— BEGIN SUPPLIED MATERIAL —

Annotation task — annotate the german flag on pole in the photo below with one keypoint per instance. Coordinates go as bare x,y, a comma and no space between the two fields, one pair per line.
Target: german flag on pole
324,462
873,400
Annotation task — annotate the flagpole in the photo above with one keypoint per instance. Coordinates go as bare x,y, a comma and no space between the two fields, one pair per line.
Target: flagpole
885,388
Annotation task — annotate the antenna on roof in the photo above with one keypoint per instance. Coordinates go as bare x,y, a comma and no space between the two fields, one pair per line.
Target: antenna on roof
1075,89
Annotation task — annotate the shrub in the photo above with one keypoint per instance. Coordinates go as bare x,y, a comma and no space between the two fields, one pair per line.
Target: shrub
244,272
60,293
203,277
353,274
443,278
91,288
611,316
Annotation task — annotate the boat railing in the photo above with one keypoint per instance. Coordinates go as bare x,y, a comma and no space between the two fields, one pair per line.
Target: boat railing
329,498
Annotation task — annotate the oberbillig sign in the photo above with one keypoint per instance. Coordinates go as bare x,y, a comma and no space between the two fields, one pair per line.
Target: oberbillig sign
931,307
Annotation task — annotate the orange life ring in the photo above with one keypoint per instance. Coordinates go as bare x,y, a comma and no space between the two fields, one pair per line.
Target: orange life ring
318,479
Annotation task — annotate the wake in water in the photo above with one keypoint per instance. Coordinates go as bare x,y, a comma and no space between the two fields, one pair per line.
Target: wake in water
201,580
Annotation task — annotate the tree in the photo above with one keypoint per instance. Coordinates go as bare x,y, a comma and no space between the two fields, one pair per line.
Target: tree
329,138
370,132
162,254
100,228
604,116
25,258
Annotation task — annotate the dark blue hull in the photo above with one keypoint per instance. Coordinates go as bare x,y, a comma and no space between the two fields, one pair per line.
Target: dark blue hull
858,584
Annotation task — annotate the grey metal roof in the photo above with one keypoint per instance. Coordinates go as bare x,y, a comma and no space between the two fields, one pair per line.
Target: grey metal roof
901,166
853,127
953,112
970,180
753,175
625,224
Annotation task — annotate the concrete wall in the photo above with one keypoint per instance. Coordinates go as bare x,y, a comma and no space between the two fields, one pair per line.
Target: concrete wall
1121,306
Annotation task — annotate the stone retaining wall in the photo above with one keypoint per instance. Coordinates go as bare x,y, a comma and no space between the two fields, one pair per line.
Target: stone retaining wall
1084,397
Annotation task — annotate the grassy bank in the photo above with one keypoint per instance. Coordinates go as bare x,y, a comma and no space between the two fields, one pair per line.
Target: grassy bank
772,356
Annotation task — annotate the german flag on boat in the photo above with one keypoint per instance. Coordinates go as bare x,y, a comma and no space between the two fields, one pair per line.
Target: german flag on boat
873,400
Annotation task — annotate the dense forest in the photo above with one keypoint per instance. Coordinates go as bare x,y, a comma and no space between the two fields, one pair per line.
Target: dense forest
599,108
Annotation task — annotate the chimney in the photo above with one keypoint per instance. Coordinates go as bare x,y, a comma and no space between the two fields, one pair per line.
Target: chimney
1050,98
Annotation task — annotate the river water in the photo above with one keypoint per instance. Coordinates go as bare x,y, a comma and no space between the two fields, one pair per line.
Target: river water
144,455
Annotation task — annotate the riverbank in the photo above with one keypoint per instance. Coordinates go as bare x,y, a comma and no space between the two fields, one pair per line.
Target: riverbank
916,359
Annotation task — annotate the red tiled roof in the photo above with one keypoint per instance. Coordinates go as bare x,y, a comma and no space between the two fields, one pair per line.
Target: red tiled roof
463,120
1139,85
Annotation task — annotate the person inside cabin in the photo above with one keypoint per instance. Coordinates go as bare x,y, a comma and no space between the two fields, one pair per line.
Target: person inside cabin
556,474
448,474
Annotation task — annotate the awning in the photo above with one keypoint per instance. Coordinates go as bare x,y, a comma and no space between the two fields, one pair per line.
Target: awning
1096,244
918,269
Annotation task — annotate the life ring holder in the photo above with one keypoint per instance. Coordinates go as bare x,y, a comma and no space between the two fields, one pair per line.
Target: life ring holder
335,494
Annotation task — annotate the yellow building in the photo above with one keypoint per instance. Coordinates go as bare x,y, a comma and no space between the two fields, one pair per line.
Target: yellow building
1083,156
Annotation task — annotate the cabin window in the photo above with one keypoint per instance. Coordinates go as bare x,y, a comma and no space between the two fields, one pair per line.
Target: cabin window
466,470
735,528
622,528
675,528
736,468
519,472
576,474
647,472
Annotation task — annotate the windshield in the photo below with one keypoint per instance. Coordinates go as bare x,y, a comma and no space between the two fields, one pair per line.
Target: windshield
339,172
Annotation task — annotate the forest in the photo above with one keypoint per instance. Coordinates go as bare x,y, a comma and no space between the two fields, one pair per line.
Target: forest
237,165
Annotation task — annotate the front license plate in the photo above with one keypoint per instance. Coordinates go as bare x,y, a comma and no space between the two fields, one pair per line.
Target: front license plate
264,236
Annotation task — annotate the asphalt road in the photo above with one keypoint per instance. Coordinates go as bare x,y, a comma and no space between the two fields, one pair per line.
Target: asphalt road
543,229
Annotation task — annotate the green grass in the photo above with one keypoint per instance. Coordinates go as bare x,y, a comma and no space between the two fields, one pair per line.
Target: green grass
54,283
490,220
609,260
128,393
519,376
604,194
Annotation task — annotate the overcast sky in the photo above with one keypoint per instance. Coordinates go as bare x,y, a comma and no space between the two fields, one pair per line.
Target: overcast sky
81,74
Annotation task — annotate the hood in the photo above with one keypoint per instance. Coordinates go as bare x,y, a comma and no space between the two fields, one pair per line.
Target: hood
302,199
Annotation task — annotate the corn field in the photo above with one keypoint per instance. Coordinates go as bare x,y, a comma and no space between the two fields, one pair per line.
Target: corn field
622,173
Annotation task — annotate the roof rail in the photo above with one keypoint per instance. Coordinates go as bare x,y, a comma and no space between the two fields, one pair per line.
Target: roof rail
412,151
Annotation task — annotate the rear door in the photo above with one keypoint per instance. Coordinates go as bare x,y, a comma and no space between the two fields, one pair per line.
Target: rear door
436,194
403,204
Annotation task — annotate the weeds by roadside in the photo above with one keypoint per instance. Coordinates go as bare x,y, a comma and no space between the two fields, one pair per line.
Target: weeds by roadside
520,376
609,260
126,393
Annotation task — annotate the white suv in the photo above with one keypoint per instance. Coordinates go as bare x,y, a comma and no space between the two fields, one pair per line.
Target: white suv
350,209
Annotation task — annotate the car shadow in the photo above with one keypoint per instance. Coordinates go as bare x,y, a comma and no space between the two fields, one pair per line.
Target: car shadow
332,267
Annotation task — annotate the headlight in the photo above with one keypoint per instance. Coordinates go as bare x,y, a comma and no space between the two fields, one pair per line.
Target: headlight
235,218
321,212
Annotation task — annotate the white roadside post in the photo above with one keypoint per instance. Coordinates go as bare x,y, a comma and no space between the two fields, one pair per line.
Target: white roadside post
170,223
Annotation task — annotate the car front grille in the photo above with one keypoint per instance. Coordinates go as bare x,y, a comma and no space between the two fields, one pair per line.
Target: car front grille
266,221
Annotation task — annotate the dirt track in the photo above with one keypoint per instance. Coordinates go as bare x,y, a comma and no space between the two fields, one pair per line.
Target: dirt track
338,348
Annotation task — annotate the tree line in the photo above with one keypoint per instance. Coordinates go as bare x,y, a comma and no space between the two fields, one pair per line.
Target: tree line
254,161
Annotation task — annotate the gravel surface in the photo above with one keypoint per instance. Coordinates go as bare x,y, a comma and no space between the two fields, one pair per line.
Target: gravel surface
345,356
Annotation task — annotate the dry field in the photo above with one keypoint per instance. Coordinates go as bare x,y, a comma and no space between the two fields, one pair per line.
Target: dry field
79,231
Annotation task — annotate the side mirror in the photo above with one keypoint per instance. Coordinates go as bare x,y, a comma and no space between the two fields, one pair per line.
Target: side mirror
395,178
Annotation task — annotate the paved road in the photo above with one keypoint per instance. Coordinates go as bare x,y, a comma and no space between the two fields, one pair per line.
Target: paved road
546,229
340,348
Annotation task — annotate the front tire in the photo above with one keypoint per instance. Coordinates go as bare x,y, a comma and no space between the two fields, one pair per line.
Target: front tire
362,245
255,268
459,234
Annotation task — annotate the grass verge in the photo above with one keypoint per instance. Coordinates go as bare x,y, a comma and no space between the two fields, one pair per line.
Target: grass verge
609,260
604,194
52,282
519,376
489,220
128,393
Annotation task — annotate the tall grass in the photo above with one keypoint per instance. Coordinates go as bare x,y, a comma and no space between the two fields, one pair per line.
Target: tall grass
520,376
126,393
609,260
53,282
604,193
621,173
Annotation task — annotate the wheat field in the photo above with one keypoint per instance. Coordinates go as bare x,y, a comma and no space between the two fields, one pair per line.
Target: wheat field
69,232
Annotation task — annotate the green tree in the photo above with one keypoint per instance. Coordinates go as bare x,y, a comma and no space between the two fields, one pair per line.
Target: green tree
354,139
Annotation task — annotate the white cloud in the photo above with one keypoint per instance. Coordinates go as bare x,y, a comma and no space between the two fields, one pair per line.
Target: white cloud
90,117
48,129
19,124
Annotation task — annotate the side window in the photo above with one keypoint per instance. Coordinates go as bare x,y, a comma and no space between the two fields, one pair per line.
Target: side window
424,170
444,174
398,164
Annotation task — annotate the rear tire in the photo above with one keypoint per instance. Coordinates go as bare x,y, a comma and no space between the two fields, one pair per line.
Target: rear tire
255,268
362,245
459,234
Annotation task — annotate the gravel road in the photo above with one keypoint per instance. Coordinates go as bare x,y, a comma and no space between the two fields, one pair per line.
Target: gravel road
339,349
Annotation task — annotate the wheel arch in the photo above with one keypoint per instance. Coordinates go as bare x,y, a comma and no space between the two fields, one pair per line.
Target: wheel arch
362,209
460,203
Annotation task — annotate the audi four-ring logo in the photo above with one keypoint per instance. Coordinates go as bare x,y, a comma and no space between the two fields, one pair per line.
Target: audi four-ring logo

— END SUPPLIED MATERIAL —

## GIVEN INSTRUCTION
Reproduce, word for word, every line starting at the line that contains "Annotation task — annotate the green tree" and ending with the final line of the entries.

## WRITTEN SOLUTION
Annotation task — annotate the green tree in the photo above with one keypoint per instance. Coordinates go as bare x,y, a comma and no space between the two fields, one pair per line.
Target: green tree
354,139
Annotation task — annotate the white cloud in the photo above with one keypoint per instance. Coordinates go as bare x,y, a comma and no space between the two fields, one pair per line.
Target: white cloud
90,117
48,129
19,124
Annotation task — annotate the side window in the photo above with one keypoint per instance. Coordinates go as bare x,y, a comma and no space between the two fields, one pair per line.
Target: side window
424,170
444,174
398,164
Annotation task — annotate the rear tire in the photo above with one keypoint per instance. Coordinates go as bare x,y, a comma and no space between the two fields, one pair per line.
Target: rear tire
255,268
362,245
459,234
Annotation task — annotate the gravel road in the photo above with one keypoint per instance. Coordinates go as bare x,y, a comma and no space between the two fields, one pair per line.
Target: gravel road
339,349
Annotation task — annotate the wheel arch in the photo above with one keypoint per instance. Coordinates go as bare x,y, a comma and no space between the two fields, one pair per line.
Target: wheel arch
362,209
460,203
Annotation task — annotate the audi four-ring logo in the photo above with one keypoint per instance. Coordinates go as bare x,y, a comma and no space between the two fields, one pair per line.
Target: audi four-ring logo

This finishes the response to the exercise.